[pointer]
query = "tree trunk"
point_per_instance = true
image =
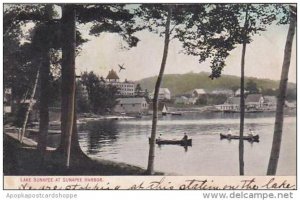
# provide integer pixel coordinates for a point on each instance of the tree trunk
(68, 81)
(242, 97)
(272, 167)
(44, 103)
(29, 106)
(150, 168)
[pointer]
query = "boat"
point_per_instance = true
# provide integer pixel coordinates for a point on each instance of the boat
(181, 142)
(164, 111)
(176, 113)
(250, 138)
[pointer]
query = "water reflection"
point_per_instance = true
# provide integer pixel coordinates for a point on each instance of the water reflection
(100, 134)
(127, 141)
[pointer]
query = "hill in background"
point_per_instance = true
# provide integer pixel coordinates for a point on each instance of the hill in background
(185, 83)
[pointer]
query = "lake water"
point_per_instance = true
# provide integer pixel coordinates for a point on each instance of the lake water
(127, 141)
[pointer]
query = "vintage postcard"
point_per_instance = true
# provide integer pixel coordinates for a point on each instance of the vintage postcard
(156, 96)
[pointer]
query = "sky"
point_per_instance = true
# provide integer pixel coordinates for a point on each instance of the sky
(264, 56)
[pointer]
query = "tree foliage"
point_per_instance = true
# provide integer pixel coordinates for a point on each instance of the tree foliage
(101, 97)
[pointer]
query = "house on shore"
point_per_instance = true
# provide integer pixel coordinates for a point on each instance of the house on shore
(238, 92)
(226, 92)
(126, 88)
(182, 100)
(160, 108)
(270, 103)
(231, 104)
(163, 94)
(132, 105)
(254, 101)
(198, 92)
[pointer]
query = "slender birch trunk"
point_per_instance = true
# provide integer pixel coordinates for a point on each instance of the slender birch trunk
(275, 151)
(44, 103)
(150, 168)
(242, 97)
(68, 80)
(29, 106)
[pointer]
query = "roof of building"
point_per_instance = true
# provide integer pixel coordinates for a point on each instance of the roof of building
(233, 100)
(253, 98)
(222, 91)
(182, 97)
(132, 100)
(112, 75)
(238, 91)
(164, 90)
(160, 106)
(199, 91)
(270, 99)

■ ■ ■ ■ ■

_Set problem_:
Write out all the records again, exactly, minus any pictures.

_Result_:
[pointer]
query = "tree trunk"
point_per_instance = true
image =
# provide integer pixel coordinates for a point on each instance of the tree trunk
(68, 81)
(242, 97)
(272, 167)
(44, 103)
(29, 106)
(150, 168)
[pointer]
query = "boat"
point_per_instance = true
# provide integer pixel coordinates for a point on each instance of the boat
(181, 142)
(164, 111)
(176, 113)
(250, 138)
[pointer]
query = "water reflection"
point_per_instance = true
# provide integer pixel coordinates for a point on each instance of the water reflection
(100, 134)
(127, 141)
[pointer]
query = "hill in background"
point_per_instance = true
# provide integer pixel coordinates for a point on each instance of the hill in background
(185, 83)
[pointer]
query = "lake water"
point_per_instance = true
# provide integer pixel coordinates for a point on each instance of the lake water
(127, 141)
[pointer]
query = "vintage postcard"
point_per_instance = true
# provide integer pixel coordinates for a point on each instance of the vintage postcard
(156, 96)
[pointer]
query = "sky"
point_per_instance = true
# provide integer pixel coordinates for a point on each instance of the sky
(264, 56)
[pointer]
query = "tree foliage"
point_per_instance = true
# provide integer pixel coordinates for a point on each instance of the tree foliage
(101, 97)
[pointer]
query = "house on shore"
point_per_instance = true
# provide integer pixel coordinates for a point on each instance of the house on shore
(238, 92)
(226, 92)
(126, 88)
(182, 100)
(160, 108)
(270, 103)
(231, 104)
(163, 94)
(132, 105)
(254, 101)
(198, 92)
[pointer]
query = "slender birch trunk"
point_per_instance = true
# provide integer pixel coordinates for a point on each instance of the slender birch trunk
(275, 151)
(44, 103)
(150, 168)
(242, 97)
(68, 80)
(29, 106)
[pointer]
query = "roof of building"
point_per_instance = true
# provide integer pixel coordinates for a point on each instance of the roof of building
(233, 100)
(253, 98)
(222, 91)
(182, 97)
(132, 100)
(112, 75)
(238, 91)
(164, 90)
(160, 106)
(199, 91)
(270, 99)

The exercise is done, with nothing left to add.